** start Text passage **

By Gabe Glissen-Brown
Published: September 2009

What’s that you say? Why has there been no Gabe’s Gab of late? Fret not, my faithful fan base and beloved, neurotic editor! For the summer is over and I am here once more to pass my wisdom unto you. This issue, I’m going to speak on the mockery of those in casts.

There are indeed people out there who choose to mock friends who suffer injuries and can’t walk or write properly. Their malicious activities include, but are not limited to, mockery, crutch-tripping, and purposely engaging in activities in which the cripple can’t participate.

Now I see you trying to suppress a smile and I can tell that you find someone struggling to write an in-class essay with his hand bound in a huge, inconvenient cast rather humorous. I have to admit that I, too, have gotten a few cheap laughs out of my frustrated friend trying to eat a sandwich with a broken wrist.
But now that I have experienced the trauma of being the target of such mockery, I can assure you: there is nothing funny about it.

The story of my injury is a long, sad, bloody one. This past Friday I was playing soccer in the street with one of my awful, jerk-face, backstabbing friends. Let’s call him Chuck (not the same Chuck who made an appearance in my column about bloggers).

Clearly angered by my awe-inspiring coordination and overall dazzling soccer prowess, the fiend got the jump on the ball and, as I was closing in, suddenly forced my ankle to roll on its side as my leg went up at a 90-degree angle.

** end Text passage **

▶ _Short problem_:
Answer these questions about the column on mocking people in casts:
1. In what month and year was the column published?
2. What was the writer's frustrated friend trying to eat with a broken wrist?
3. What name does the writer give the friend he was playing soccer with?

** start Supplied records **

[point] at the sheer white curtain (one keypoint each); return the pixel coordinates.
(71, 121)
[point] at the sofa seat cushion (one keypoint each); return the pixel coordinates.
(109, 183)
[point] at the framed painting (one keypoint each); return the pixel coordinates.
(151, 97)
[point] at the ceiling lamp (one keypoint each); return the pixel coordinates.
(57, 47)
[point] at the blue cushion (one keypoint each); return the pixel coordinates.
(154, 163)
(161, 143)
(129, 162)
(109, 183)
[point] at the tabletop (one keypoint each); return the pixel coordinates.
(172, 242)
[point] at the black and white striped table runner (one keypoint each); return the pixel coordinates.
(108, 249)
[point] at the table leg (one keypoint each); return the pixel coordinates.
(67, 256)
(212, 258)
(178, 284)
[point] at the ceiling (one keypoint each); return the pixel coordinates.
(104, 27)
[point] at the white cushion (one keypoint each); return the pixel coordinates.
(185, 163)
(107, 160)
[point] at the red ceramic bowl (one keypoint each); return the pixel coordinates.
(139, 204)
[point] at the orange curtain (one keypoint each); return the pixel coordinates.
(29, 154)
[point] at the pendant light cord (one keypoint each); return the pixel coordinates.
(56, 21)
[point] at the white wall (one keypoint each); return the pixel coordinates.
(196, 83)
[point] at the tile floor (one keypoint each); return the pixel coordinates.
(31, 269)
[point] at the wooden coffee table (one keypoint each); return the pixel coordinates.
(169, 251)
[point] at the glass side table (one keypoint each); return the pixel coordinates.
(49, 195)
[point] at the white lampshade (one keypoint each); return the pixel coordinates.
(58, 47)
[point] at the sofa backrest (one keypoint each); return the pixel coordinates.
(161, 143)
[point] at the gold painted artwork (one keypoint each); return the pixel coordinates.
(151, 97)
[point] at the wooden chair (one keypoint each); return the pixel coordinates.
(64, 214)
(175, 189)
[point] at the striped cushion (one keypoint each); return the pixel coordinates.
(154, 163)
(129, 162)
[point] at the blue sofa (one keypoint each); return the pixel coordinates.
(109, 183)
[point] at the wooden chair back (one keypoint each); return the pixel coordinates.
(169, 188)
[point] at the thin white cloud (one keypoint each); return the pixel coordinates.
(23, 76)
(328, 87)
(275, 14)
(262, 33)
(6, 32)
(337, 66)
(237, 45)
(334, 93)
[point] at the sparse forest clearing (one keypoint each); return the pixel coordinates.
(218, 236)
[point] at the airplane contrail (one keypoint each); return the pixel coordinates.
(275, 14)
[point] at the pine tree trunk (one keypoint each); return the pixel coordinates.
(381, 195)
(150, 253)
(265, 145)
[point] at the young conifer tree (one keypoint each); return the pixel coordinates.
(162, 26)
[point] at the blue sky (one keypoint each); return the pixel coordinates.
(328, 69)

** end Supplied records **

▶ _Task answer_:
1. September 2009
2. A sandwich
3. Chuck